Take the line that contains "of the elderly" and all lines after it, up to and including the last line of the data, and write them out exactly; nothing else belongs in the answer.

Point annotation dataset records:
* * *

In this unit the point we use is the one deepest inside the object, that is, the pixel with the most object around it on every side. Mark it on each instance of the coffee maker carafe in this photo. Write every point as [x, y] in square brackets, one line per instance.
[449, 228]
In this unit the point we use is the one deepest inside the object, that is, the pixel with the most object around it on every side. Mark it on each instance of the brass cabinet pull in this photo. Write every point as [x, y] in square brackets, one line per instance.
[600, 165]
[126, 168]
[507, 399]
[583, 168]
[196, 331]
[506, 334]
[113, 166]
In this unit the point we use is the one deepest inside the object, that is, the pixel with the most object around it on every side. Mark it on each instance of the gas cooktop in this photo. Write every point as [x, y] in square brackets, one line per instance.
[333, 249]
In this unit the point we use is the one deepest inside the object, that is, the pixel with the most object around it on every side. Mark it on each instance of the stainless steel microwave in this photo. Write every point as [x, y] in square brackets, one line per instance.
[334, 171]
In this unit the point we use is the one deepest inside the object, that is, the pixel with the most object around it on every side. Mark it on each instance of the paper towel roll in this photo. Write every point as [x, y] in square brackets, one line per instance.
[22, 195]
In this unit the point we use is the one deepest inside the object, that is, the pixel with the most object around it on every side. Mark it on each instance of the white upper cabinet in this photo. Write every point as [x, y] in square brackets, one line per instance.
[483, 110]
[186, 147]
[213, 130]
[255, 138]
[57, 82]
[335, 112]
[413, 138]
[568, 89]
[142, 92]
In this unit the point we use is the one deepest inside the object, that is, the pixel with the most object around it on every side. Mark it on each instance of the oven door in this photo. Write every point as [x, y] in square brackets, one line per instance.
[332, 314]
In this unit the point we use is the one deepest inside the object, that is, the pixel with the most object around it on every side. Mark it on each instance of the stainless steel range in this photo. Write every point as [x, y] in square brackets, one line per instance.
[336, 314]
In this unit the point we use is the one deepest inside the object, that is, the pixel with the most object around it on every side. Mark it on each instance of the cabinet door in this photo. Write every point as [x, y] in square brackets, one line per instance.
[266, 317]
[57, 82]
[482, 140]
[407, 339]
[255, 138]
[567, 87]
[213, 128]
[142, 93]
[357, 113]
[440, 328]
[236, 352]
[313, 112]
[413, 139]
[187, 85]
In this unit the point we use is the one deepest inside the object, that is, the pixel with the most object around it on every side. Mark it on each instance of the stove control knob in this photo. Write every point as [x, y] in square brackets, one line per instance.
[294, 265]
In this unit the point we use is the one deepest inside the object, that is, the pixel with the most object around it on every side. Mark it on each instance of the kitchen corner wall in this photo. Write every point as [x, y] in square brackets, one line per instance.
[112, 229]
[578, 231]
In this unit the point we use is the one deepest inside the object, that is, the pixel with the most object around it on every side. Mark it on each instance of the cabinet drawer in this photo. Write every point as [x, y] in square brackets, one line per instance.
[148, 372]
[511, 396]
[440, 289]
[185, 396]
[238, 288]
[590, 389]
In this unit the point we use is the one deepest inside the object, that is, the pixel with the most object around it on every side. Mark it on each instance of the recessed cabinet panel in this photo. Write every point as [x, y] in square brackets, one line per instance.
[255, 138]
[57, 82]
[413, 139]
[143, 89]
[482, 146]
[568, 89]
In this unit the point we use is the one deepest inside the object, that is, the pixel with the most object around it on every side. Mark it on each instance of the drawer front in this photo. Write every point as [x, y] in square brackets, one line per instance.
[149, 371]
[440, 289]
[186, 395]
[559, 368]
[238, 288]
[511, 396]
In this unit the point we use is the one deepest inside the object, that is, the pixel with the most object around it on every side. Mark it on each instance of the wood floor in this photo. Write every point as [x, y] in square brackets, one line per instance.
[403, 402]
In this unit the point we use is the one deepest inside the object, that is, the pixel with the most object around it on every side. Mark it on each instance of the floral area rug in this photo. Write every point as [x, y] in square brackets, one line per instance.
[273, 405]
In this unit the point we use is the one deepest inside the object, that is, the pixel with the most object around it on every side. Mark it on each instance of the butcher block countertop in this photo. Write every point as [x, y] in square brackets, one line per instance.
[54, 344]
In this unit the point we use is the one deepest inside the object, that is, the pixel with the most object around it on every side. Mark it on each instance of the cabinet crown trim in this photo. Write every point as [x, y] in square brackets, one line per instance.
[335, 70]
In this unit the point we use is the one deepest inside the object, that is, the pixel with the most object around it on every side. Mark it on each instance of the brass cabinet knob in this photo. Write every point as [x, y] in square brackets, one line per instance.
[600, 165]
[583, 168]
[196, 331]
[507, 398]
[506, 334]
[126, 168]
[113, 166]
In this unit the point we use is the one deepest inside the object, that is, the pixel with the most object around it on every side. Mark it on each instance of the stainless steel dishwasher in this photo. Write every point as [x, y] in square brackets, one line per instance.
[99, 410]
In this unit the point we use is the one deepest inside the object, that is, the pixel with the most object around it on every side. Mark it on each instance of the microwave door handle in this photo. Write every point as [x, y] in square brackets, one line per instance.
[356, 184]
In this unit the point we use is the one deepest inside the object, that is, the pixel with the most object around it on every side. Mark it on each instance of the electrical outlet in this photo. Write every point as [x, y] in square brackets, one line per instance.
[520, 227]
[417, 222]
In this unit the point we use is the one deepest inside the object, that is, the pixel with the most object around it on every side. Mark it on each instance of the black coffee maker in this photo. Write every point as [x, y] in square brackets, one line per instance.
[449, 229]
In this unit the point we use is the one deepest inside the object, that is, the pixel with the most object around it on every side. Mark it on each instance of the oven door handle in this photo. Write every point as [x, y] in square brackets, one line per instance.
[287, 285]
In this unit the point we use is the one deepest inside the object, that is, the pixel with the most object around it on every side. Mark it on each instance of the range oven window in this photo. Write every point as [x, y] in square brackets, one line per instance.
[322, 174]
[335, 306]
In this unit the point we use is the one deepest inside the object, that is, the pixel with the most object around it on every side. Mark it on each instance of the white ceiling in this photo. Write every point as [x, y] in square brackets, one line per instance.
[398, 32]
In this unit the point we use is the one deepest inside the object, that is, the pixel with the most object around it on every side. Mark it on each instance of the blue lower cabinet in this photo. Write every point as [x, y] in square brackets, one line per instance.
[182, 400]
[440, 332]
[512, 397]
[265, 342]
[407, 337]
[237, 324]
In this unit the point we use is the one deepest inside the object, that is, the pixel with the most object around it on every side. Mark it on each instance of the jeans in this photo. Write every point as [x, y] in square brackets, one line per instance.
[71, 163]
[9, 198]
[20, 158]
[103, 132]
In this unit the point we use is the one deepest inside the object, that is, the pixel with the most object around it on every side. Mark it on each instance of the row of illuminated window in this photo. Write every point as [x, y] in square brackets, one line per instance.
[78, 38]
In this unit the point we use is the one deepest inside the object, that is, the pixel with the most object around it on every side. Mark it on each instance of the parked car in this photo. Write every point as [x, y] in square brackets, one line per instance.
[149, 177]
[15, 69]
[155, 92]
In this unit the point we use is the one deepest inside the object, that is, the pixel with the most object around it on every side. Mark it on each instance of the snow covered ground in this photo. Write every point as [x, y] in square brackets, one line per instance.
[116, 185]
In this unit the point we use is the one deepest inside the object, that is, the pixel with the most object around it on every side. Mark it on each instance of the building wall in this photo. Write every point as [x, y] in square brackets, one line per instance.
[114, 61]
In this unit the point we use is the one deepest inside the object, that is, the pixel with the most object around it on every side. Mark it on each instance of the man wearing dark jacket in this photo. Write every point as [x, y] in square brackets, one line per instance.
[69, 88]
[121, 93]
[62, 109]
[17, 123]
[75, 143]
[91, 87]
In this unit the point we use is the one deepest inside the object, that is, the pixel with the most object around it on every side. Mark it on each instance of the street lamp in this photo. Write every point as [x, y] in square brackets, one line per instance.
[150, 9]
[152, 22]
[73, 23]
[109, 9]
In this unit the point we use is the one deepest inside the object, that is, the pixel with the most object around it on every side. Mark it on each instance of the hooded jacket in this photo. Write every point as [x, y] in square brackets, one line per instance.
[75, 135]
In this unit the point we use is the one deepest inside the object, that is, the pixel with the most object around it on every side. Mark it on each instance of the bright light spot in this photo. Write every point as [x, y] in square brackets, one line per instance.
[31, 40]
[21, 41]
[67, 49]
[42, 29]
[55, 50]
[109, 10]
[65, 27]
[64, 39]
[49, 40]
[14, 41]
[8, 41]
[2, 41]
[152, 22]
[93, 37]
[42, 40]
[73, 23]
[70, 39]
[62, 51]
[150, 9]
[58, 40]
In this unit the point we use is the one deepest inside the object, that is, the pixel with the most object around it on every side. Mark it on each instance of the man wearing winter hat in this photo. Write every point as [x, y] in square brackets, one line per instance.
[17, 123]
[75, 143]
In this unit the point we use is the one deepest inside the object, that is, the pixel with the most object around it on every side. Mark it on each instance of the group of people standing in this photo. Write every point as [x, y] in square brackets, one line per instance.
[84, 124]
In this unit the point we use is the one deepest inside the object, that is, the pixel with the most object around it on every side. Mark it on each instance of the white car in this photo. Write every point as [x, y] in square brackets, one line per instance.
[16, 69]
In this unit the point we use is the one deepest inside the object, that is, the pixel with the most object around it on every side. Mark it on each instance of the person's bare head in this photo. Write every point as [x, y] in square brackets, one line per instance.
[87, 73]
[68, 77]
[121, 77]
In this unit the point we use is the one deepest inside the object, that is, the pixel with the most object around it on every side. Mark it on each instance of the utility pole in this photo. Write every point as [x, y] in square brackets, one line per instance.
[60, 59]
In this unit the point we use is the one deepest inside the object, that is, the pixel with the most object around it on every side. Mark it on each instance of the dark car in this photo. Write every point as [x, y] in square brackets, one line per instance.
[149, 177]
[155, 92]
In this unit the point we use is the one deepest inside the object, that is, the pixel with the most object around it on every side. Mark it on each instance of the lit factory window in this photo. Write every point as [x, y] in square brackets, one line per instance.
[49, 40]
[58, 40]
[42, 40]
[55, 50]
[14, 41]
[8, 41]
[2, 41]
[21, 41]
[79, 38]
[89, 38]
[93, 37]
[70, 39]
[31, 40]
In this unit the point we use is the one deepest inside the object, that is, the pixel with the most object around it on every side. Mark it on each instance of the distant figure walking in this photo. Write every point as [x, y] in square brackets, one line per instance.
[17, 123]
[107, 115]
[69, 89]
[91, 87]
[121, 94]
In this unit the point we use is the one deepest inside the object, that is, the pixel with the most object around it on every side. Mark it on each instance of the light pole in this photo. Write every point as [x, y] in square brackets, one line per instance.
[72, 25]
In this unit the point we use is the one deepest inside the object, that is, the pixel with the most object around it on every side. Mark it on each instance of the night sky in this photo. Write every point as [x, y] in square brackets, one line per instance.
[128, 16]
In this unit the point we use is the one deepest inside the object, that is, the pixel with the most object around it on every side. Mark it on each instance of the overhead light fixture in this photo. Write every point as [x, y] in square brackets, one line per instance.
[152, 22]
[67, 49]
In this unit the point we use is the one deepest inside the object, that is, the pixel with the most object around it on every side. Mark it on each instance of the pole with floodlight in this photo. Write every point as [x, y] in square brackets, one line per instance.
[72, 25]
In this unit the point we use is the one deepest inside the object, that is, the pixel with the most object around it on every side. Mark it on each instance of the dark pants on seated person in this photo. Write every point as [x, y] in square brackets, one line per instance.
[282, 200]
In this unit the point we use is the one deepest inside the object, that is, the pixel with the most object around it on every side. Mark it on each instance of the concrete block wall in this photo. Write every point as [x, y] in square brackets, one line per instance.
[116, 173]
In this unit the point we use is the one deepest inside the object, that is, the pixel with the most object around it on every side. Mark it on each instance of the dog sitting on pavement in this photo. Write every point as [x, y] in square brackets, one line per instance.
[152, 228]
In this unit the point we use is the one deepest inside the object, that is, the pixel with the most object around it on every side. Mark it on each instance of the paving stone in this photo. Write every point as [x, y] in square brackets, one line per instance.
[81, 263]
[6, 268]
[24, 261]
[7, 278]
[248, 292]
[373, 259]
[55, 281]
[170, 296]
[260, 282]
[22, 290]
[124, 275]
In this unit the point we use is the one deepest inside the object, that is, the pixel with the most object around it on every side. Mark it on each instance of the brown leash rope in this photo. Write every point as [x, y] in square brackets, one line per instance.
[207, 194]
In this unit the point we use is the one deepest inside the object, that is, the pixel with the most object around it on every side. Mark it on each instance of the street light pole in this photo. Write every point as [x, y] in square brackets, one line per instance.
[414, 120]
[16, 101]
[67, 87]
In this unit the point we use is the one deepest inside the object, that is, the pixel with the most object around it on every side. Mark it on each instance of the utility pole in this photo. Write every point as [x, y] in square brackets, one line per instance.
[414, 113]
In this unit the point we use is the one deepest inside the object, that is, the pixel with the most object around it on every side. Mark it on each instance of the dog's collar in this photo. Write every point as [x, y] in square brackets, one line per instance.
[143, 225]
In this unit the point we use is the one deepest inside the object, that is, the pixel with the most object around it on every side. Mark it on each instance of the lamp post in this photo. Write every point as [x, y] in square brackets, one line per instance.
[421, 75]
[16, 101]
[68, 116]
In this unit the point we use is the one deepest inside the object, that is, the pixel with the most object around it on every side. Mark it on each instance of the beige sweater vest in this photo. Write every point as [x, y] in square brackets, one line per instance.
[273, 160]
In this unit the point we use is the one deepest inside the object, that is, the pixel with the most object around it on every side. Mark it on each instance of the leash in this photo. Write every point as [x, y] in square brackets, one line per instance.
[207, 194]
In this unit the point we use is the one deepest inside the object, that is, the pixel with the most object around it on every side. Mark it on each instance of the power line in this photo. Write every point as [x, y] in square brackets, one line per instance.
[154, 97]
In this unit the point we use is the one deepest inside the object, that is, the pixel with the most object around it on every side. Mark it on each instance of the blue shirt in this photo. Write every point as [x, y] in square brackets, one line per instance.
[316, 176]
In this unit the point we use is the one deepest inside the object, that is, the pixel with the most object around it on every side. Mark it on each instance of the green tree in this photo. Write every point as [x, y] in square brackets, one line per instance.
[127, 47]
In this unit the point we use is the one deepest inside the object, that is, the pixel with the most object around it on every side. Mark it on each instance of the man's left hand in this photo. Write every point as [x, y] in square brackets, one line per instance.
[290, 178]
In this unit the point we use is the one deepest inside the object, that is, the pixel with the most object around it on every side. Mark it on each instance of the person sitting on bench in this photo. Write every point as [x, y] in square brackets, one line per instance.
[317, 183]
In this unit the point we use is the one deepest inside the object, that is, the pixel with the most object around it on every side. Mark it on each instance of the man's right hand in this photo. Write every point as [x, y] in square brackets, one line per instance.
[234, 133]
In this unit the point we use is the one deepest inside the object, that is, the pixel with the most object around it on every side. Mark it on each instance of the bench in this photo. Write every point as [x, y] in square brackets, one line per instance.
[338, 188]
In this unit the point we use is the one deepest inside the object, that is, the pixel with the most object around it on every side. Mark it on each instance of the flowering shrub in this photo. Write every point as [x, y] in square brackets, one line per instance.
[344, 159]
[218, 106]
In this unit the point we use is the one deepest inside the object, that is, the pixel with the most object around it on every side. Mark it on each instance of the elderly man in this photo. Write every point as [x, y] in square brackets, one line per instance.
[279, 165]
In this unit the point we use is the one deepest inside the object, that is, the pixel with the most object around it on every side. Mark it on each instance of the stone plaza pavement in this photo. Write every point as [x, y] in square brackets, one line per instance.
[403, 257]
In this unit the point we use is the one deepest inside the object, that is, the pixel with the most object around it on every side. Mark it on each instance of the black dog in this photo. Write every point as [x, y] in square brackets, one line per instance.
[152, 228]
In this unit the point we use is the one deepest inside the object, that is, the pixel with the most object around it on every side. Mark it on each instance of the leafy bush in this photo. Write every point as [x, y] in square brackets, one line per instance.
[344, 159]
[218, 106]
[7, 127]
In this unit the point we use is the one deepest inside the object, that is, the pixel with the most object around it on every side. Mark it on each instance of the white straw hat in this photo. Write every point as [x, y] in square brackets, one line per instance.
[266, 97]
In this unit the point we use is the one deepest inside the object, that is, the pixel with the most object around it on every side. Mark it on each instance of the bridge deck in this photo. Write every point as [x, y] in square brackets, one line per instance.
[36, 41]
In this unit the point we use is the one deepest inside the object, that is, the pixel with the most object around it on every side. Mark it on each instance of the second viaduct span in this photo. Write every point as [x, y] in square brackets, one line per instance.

* * *

Response to this task:
In this unit the point we use is the one deepest inside the object, that is, the pixel with the most object around it on every side. Mark it on each instance of the elderly man in this photo. Write every point as [x, y] in square brackets, one line per instance.
[279, 165]
In this unit the point we use is the one deepest inside the object, that is, the pixel with the most object around it on every side. Mark it on each instance of the stone plaza pavement in this photo. Write every point as [x, y] in square brackets, one line per instance.
[403, 257]
In this unit the point we use is the one deepest inside the object, that is, the pixel with the most object around it on every side. Mark it on each instance of the black dog in this photo. Write every point as [x, y] in square brackets, one line per instance.
[152, 228]
In this unit the point we use is the one deepest inside the object, that is, the pixel with the most object around it on every side. Mark it on each instance of the leafy bush in this photo. Write every point as [x, y] in square brackets, one line per instance.
[344, 159]
[218, 106]
[7, 127]
In this unit the point we use is the one deepest inside the object, that is, the pixel with the most object around it on every side. Mark it on each instance of the white straw hat in this photo. Write every point as [x, y] in square brackets, one line per instance.
[266, 97]
In this unit the point we use is the one deepest inside the object, that is, the pixel with the most object around it on every side. Mark it on each instance of the bridge deck in this photo. Write every point as [x, y] in square brackets, one line per instance.
[36, 41]
In this unit the point we use is the one deepest inside the object, that is, the pixel with the most object around it on every side. Mark it on each instance of the second viaduct span in this photo. Write every point as [x, y] in square brackets, one line per instance.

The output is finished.